Recorded data »
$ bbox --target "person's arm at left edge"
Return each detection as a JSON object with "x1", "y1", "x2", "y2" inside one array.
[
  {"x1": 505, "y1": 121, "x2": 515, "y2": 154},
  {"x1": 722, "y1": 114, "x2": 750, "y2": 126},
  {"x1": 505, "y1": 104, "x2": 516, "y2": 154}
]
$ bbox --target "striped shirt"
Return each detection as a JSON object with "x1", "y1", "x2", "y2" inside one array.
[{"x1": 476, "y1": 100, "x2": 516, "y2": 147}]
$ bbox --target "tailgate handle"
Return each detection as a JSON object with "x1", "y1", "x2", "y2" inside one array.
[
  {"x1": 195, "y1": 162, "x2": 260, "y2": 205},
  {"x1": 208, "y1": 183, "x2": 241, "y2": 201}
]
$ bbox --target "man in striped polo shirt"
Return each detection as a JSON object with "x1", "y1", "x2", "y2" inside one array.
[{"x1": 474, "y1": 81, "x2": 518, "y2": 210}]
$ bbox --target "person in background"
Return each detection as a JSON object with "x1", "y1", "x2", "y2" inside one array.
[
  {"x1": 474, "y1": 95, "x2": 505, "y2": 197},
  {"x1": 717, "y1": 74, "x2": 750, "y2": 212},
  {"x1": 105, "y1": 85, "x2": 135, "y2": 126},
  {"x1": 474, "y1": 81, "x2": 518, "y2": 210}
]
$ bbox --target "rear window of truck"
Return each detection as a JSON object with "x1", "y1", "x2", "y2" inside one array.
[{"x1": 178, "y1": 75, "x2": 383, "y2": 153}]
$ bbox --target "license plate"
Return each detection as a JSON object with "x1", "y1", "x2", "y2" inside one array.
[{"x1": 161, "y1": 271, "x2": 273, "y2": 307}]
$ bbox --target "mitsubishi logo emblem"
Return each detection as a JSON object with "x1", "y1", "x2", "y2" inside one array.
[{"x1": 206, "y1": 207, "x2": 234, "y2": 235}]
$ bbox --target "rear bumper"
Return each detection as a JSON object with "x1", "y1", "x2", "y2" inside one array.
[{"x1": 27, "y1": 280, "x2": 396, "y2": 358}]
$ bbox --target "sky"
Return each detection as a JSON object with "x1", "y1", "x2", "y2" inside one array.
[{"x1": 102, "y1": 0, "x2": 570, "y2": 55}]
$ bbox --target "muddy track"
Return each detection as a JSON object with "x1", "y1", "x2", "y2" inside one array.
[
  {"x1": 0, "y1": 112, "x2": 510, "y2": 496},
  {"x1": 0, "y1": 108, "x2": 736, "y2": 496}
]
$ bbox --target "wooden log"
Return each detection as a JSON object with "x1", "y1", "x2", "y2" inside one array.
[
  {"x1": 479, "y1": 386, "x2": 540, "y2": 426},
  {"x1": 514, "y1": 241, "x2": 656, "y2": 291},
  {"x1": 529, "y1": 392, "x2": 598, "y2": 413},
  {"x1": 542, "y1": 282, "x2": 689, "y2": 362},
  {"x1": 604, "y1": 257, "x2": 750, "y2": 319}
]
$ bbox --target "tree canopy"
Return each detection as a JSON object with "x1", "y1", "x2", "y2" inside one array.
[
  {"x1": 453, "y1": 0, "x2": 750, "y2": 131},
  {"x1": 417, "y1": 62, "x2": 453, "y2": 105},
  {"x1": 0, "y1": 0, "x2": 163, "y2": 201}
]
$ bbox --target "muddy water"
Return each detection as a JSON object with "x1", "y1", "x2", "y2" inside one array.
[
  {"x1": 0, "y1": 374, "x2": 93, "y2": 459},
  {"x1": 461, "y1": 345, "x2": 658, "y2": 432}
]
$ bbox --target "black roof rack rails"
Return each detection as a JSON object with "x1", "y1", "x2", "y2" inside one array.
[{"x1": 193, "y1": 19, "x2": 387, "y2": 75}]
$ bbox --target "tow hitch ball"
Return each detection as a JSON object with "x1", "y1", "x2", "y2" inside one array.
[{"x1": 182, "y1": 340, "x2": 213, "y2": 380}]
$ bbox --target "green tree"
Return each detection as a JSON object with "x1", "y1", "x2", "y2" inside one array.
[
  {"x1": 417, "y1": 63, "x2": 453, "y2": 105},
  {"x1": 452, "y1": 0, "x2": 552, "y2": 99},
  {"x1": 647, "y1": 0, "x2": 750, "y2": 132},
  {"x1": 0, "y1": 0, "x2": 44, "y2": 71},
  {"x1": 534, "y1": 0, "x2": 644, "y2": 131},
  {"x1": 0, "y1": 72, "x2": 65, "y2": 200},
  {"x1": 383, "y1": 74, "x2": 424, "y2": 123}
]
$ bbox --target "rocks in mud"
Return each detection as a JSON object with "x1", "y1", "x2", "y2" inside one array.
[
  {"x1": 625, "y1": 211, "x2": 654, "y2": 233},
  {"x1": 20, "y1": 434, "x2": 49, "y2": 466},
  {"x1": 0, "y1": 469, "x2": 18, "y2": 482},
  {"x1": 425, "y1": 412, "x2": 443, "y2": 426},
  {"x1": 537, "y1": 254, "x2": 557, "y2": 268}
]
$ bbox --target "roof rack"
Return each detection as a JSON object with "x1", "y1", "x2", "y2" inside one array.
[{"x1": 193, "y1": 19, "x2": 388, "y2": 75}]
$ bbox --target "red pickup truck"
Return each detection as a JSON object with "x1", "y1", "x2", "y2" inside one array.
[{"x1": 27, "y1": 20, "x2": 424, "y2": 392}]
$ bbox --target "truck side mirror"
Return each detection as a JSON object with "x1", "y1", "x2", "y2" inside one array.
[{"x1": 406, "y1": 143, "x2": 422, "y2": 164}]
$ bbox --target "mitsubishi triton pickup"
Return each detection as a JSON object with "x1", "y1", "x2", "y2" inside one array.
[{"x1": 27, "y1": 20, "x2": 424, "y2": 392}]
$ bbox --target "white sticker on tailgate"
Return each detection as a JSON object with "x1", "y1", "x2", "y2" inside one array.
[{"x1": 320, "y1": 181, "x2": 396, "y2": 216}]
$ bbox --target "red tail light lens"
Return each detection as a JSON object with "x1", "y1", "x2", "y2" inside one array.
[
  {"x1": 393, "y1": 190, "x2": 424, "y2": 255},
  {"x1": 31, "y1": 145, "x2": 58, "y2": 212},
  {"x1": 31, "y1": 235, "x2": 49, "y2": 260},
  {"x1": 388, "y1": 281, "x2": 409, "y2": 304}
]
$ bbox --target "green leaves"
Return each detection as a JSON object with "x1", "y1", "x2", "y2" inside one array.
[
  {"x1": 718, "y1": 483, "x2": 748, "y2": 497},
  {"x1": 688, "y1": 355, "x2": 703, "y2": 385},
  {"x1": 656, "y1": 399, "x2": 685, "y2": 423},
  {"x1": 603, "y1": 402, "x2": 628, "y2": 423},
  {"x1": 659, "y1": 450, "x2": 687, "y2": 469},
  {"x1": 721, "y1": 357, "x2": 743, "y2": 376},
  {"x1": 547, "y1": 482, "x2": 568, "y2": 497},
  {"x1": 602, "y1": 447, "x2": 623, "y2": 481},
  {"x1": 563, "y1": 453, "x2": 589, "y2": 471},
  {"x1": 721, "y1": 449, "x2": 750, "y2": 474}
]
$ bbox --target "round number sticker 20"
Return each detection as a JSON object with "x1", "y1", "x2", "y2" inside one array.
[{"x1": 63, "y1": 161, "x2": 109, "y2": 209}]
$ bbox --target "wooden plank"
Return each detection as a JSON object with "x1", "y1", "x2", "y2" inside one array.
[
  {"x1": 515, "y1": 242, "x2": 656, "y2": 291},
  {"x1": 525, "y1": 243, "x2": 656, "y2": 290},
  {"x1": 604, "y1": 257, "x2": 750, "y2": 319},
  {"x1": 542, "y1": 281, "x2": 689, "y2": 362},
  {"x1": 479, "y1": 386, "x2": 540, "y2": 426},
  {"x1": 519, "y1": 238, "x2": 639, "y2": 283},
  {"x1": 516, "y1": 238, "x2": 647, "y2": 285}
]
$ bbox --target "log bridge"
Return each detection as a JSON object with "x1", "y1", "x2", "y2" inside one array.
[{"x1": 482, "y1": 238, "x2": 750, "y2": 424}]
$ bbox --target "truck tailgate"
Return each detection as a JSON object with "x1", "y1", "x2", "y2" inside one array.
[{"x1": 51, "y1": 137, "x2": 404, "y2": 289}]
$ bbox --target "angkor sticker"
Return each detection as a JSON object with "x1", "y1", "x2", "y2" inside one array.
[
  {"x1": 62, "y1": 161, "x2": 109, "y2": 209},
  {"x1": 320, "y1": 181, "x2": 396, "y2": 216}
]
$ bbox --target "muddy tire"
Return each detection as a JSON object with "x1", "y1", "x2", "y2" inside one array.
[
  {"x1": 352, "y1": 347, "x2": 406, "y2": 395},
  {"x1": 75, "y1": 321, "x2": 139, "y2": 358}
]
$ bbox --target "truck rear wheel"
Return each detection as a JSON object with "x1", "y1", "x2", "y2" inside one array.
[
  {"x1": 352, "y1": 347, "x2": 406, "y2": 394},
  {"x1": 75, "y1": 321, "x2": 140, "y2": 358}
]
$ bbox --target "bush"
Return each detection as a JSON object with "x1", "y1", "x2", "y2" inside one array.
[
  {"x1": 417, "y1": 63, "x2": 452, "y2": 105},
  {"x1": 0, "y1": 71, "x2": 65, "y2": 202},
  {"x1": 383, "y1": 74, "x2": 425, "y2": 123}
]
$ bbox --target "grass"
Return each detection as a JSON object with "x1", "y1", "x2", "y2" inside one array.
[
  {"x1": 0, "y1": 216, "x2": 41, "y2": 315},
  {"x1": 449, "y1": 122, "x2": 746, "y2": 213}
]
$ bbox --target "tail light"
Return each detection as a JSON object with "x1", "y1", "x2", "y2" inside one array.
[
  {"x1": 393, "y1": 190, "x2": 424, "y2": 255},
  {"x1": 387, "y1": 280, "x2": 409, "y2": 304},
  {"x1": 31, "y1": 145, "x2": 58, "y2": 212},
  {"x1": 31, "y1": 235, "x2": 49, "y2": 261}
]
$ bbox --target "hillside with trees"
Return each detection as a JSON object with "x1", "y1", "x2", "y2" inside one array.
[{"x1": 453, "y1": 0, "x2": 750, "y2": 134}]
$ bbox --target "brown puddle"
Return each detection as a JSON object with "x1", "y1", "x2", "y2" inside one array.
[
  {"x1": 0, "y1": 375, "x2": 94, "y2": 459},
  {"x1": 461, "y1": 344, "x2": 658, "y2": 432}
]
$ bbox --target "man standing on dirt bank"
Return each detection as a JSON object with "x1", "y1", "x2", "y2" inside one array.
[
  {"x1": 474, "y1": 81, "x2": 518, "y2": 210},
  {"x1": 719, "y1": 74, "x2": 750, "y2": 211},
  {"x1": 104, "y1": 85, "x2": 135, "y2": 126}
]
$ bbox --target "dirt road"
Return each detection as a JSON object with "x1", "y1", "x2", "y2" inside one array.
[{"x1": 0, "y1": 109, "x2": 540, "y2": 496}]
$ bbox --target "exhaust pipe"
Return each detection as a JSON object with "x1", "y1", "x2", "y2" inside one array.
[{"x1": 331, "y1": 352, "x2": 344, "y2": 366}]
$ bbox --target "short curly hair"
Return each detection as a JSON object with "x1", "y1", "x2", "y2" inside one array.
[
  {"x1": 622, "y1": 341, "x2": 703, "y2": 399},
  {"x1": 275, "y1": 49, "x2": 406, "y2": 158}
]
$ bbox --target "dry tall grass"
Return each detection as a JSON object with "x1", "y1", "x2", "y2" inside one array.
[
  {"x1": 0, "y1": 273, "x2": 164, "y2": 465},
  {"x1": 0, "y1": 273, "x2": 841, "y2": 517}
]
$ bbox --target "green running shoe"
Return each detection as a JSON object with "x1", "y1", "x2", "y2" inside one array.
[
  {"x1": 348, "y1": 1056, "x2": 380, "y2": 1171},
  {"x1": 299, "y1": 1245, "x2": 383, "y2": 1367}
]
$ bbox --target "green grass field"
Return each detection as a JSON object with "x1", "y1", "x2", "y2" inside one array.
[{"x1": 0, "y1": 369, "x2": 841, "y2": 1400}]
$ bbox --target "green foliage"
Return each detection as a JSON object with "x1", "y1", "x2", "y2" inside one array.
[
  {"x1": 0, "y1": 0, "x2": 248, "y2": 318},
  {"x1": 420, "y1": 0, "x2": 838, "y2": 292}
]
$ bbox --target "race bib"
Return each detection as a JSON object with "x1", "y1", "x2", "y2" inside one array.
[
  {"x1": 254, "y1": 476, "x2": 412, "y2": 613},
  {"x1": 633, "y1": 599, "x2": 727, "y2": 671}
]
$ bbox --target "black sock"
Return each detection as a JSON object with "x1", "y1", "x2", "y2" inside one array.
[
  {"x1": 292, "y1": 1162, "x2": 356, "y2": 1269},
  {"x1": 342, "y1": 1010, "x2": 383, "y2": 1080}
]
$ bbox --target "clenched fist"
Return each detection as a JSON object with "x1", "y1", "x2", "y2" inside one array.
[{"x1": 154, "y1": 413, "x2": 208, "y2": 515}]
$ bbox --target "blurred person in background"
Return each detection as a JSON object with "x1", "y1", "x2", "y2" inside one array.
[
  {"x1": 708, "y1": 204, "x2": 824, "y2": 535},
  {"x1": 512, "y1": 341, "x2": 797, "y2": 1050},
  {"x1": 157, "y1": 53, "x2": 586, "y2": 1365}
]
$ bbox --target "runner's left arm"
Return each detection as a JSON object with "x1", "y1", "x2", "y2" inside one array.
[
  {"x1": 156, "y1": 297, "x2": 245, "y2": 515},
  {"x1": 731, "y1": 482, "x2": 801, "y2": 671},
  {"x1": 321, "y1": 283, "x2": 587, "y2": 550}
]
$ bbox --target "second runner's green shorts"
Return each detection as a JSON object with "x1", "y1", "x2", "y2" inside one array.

Task brief »
Pick out each line in the records that contains the word "black", and copy those lines.

Full response »
$ bbox --target "black roof rack rails"
$ bbox --target "black sock"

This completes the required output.